Exercise brief: Produce an exact copy of the lines from the line containing "Would you be able to point out the red" through the last line of the entries below, and only those lines.

+++

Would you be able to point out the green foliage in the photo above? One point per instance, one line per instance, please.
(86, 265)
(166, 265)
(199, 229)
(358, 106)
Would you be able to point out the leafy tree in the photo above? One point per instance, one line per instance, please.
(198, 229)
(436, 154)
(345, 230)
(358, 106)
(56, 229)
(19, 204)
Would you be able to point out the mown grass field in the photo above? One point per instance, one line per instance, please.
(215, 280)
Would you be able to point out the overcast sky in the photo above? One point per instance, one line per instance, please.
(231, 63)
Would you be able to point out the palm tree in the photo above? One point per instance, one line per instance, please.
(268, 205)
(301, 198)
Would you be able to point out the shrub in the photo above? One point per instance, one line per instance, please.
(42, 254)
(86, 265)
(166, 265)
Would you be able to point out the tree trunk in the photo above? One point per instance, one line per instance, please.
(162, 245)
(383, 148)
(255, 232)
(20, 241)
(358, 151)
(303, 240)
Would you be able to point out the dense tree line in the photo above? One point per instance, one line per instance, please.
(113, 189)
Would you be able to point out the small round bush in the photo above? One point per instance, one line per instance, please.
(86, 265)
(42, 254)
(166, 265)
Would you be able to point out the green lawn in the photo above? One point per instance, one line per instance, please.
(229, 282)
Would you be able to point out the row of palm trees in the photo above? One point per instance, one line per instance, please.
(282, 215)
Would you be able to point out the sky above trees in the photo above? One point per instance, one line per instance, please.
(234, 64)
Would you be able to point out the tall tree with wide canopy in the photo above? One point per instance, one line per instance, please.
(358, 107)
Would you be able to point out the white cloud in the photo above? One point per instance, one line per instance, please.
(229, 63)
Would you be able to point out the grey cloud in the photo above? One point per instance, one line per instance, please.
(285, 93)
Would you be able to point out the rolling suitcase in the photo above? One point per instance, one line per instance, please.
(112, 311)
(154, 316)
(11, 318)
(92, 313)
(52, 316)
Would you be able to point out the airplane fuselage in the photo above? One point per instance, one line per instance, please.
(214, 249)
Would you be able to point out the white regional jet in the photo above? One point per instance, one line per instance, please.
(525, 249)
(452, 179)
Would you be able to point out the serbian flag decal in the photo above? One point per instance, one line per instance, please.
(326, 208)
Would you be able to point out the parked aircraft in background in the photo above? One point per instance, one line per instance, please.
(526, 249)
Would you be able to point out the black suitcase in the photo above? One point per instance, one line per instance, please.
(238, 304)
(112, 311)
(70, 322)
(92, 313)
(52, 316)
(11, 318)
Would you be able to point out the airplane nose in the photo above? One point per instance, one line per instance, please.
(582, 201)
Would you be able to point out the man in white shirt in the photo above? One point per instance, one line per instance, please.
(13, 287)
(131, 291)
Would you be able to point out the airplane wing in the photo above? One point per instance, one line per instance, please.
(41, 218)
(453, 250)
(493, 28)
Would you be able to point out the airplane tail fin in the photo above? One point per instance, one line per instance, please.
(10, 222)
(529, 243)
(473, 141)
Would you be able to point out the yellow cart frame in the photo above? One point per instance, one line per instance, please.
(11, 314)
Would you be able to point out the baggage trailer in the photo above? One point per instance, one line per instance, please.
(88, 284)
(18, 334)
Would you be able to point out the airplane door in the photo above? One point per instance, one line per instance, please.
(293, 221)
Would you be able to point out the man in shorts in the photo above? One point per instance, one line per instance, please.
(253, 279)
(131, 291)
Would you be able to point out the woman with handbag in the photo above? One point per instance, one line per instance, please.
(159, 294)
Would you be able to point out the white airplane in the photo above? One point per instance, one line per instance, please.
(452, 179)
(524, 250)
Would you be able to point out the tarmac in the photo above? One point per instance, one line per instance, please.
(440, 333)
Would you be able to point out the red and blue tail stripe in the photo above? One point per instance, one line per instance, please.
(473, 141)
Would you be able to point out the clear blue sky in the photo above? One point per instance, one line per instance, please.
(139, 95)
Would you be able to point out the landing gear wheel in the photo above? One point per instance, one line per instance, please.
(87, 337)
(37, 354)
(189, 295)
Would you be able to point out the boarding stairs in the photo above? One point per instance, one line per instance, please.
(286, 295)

+++

Reply:
Would you be able to point out the red and blue tail stripe in the photo above? One point per instance, one line per instance, please.
(473, 141)
Would you be able to point out the clear blue sky in the photo above? One point per instance, one line per instance, please.
(139, 95)
Would you be able to point out the landing gear wheel in the photo above? One point per instance, one line per instance, please.
(87, 337)
(37, 354)
(189, 295)
Would you be able to point out the boarding stairs in the photo above? One point per instance, one line per instance, please.
(286, 295)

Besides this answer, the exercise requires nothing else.